→ THE TASKS
1 - Repeat the part of the track day thread that opens with the words containing "## KmH (Nov" and closes with "namaste_lv (Nov 12, 2009)".
2 - Please carry on the track day thread from where it stops.

*** SELECTION ***

# Track Day at the Las Vegas Motor Speedway



## namaste_lv (Nov 11, 2009)

Was driving by the speedway and noticed a track day was going on. Luckily I had my kit with me. C&C welcomed and appreciated.


----------



## LuckySo-n-So (Nov 11, 2009)

The one of the Ford GT is a very nice pan.

What is "Track Day?"  Is that when citizens can run their high power vehicles on the track?

Sounds like a blast!


----------



## boogschd (Nov 11, 2009)

LuckySo-n-So said:


> What is "Track Day?"  Is that when citizens can run their high power vehicles on the track?
> 
> Sounds like a blast!



not necessarily high powered
you can even run a station wagon in a track if you can stand the shame 

pity there isnt more shots :/


----------



## fokker (Nov 11, 2009)

Great shots, were these taken on a tripod?


----------



## iflynething (Nov 11, 2009)

Probably one of the best sets of panning images I've seen....

I'm sure there are better, but for the time being.....

Great shots

~Michael~


----------



## namaste_lv (Nov 11, 2009)

fokker said:


> Great shots, were these taken on a tripod?



Thanks, I shot both handheld and with a monopod. The Ford GT was handheld and the Lambo was on the monopod. Not positive on the bikes. I shot them both ways.


----------



## namaste_lv (Nov 11, 2009)

boogschd said:


> pity there isnt more shots :/



There's a few more on my flickr. See my sig for link.  I'm still sorting through and processing.


----------



## KmH (Nov 12, 2009)

Looks like the outside roadcourse. Outside the speedway that is. I've raced FF 2000 there a couple of times. Fun layout.

Some shots from the 3/4 angle would have shown off the racing equipment a bit better, but would have tested the AF more.


----------



## namaste_lv (Nov 12, 2009)

KmH said:


> Looks like the outside roadcourse. Outside the speedway that is. I've raced FF 2000 there a couple of times. Fun layout.

*** EXTRACTED MATERIAL ***

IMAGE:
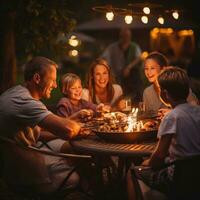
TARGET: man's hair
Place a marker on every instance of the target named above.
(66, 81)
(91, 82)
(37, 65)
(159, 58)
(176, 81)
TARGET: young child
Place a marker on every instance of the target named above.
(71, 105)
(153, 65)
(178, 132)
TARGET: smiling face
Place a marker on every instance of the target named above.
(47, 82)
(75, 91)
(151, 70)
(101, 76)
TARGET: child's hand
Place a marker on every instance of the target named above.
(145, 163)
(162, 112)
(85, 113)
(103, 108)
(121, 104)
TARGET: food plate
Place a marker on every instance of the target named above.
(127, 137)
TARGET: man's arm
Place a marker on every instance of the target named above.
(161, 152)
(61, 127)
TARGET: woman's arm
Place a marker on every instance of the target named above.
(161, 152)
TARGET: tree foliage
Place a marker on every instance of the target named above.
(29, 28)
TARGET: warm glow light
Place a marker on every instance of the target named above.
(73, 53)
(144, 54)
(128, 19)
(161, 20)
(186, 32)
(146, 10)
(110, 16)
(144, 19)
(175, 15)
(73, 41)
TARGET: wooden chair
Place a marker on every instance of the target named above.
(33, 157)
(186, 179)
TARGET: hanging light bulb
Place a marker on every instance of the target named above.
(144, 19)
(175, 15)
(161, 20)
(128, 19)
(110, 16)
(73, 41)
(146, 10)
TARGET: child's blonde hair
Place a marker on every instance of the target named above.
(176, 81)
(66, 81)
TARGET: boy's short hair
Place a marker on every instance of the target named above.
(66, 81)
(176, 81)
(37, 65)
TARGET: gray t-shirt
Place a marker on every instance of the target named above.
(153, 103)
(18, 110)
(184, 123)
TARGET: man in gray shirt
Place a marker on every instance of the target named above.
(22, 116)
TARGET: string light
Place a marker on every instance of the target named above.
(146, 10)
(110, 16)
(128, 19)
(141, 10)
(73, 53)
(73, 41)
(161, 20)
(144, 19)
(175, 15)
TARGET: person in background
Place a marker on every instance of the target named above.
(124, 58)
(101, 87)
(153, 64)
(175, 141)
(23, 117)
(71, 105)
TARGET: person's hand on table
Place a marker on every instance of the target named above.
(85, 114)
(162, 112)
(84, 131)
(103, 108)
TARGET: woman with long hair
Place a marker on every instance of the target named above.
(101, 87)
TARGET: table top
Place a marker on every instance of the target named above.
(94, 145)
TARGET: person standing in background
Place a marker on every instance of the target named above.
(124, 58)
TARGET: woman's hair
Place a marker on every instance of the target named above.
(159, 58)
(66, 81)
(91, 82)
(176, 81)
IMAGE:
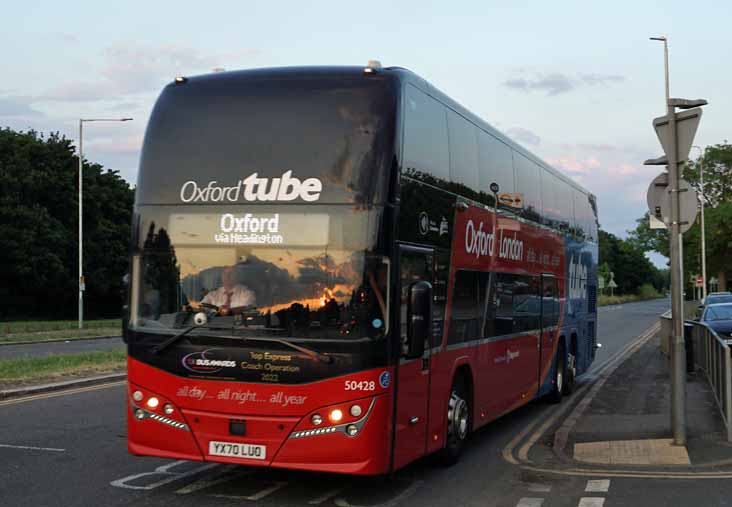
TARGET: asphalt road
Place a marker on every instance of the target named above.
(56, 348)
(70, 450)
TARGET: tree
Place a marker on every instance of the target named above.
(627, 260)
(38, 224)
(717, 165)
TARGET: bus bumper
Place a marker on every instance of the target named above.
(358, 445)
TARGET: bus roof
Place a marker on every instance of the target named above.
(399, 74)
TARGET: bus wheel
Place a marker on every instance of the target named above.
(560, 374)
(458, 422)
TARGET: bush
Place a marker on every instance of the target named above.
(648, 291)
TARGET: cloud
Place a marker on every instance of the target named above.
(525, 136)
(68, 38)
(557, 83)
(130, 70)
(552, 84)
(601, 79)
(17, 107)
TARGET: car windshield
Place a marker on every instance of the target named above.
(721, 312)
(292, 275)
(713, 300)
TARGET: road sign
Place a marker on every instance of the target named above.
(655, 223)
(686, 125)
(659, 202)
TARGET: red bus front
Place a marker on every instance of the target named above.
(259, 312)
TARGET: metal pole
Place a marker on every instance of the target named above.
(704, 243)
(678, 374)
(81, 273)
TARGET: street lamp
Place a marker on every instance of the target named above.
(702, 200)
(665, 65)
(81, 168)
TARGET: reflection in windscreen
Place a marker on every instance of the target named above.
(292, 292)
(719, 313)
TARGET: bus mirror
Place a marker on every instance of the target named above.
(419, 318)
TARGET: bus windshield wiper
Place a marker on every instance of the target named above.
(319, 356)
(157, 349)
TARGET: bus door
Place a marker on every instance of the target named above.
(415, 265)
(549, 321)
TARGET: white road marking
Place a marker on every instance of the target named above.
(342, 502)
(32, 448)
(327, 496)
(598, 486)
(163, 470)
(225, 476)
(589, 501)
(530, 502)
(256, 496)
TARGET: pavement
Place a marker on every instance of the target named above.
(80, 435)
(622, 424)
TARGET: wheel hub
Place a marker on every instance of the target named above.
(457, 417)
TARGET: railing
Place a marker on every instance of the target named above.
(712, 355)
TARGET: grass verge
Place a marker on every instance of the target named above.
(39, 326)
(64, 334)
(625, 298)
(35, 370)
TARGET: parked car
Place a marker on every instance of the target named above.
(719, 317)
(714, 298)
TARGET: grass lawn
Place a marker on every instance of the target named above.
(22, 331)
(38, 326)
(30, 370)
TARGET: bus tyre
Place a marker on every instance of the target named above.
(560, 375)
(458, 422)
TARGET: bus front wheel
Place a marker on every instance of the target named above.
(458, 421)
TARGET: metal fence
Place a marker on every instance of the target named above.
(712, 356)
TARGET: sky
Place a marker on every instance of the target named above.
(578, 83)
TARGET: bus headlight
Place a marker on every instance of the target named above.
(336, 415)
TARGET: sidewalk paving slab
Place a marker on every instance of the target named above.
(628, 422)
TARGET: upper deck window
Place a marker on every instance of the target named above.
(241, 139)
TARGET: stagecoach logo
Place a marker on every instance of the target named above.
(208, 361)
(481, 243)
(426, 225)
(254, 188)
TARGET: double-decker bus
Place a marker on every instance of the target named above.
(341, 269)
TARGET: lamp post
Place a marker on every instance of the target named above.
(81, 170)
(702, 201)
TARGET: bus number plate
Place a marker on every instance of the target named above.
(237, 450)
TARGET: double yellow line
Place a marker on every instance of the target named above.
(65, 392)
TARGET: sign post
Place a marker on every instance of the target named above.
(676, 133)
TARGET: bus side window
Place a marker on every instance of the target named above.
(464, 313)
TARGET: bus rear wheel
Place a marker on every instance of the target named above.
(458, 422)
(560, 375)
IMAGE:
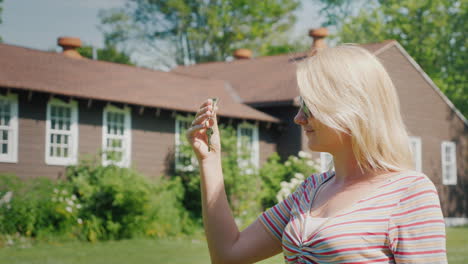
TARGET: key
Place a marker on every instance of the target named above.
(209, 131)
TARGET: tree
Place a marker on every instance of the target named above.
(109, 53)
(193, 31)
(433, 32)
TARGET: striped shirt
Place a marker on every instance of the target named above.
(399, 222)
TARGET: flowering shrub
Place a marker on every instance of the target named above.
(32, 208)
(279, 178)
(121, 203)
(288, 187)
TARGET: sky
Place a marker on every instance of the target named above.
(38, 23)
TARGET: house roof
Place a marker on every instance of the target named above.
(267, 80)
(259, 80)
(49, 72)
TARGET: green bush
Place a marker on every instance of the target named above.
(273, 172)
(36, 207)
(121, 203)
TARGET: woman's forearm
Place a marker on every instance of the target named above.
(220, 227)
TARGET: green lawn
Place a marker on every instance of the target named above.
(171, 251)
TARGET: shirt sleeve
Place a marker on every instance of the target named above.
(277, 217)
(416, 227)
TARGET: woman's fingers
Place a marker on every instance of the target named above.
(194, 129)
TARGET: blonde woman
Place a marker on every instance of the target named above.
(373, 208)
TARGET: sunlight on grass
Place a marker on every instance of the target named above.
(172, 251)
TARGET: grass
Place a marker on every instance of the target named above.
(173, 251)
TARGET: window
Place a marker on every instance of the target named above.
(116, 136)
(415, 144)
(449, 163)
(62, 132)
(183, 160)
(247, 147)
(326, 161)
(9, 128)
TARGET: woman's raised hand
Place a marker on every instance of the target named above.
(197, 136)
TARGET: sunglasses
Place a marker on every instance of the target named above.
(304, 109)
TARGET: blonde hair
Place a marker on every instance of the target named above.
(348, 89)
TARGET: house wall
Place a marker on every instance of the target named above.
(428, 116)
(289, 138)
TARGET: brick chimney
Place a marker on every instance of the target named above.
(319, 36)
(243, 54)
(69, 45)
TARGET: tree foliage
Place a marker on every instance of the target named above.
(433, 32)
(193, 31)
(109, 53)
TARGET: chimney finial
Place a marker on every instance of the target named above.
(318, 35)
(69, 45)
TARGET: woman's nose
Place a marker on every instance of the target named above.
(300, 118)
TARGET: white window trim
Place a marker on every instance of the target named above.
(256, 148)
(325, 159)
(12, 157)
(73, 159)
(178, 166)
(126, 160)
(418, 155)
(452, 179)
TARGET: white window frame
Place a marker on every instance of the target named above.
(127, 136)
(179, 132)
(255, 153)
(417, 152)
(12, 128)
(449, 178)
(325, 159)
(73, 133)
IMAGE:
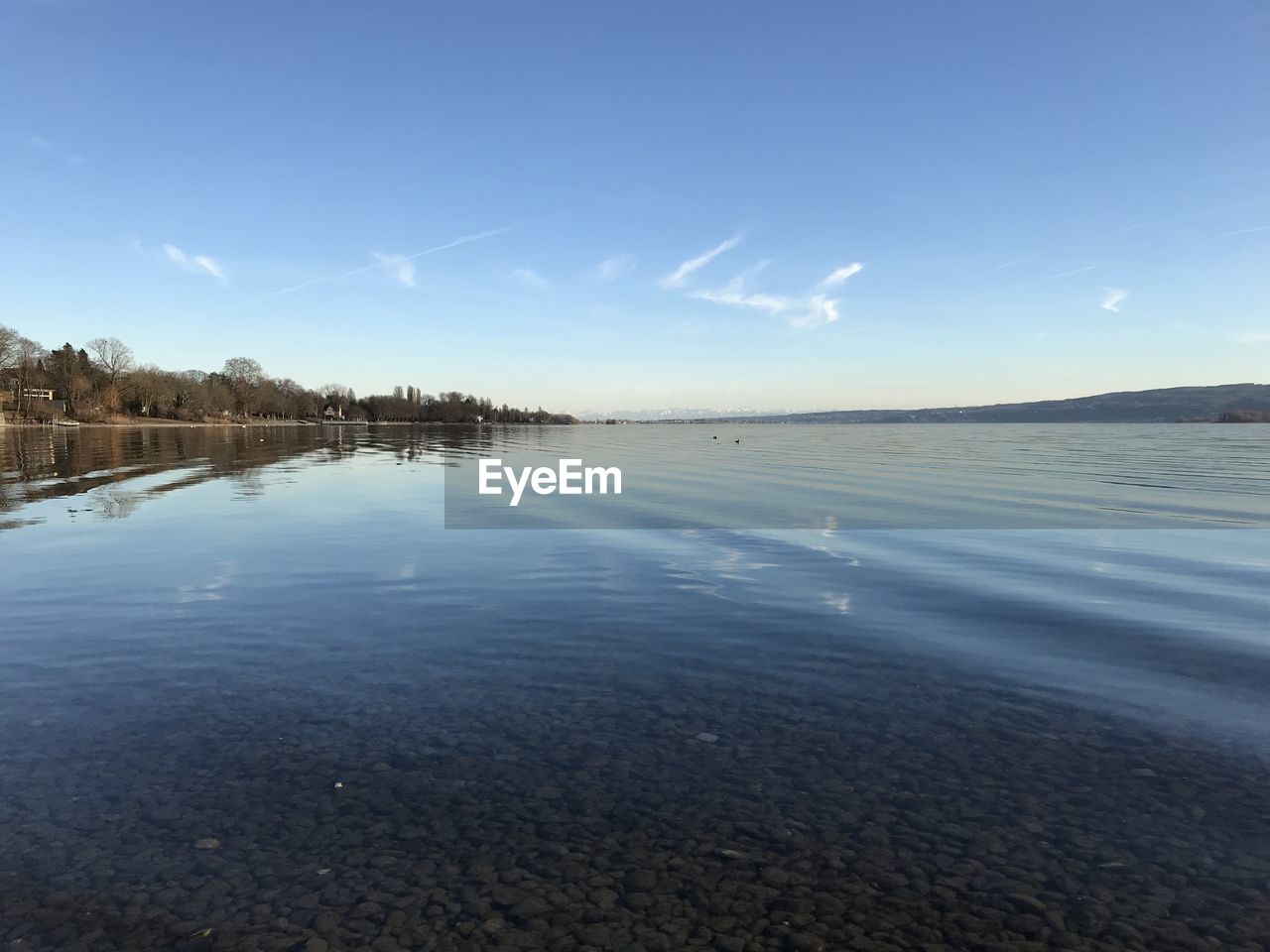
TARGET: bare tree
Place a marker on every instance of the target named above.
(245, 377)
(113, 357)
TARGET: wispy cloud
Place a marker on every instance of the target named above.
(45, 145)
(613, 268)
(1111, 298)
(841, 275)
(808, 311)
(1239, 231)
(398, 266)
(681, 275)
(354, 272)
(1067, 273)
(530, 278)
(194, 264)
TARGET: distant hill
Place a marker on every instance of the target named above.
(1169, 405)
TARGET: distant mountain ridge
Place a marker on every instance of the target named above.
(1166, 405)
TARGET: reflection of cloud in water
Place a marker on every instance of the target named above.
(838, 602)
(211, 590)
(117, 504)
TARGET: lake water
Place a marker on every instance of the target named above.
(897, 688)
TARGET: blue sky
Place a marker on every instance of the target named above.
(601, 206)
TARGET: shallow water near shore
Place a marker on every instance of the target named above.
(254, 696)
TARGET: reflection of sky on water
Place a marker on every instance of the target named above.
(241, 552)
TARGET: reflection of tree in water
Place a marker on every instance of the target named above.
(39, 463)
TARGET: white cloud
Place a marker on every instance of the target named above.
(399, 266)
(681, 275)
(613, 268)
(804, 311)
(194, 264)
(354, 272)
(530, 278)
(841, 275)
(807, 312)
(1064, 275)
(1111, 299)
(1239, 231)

***

→ ANSWER LIST
1 -
## KmH (Nov 12, 2009)

Looks like the outside roadcourse. Outside the speedway that is. I've raced FF 2000 there a couple of times. Fun layout.

Some shots from the 3/4 angle would have shown off the racing equipment a bit better, but would have tested the AF more.


----------



## namaste_lv (Nov 12, 2009)

2 -
> 
> Some shots from the 3/4 angle would have shown off the racing equipment a bit better, but would have tested the AF more.



Yeah, it's much more difficult to get that sense of speed on the 3/4 as well.


----------



## TheCoolerKing (Nov 12, 2009)

Wow, I need to get to vegas.


----------



## Nihilation (Nov 21, 2009)

I personally like the Gallardo shot and the first motorcycle shot in your second set the best.


----------



## mtn_rider1407 (Dec 5, 2009)

Looks like the Jordan Suzuki superbike team was out testing, very cool! Great shots!


----------



## KmH (Dec 6, 2009)

namaste_lv said:


> KmH said:
> 
> 
> > Looks like the outside roadcourse. Outside the speedway that is. I've raced FF 2000 there a couple of times. Fun layout.
> ...


Yep, getting the shutter speed just right so the wheels are still blurred is tough, like here with the GT-40 approaching the apex of turn 6.

That's a good corner to get some locked up front brake shots too. There's a small bump in the braking zone where the other part of the track transitions into 6, that makes the front of the cars just light enough to many times lock up just the left front or both front brakes just befor the turn-in point. Corner speed there in 6, running a FF 2000 is about 55 mph (2nd gear), down from 100 (4th gear) at the start of the braking zone.

The crux of that track is the sector from the entry of 2 to the exit of 5. How much speed a driver carries through turn 4 (pucker power) tells the tale. Good potential for the fastest cars having an off entering 5, if the driver screws up in the braking zone. (ask me how I know.)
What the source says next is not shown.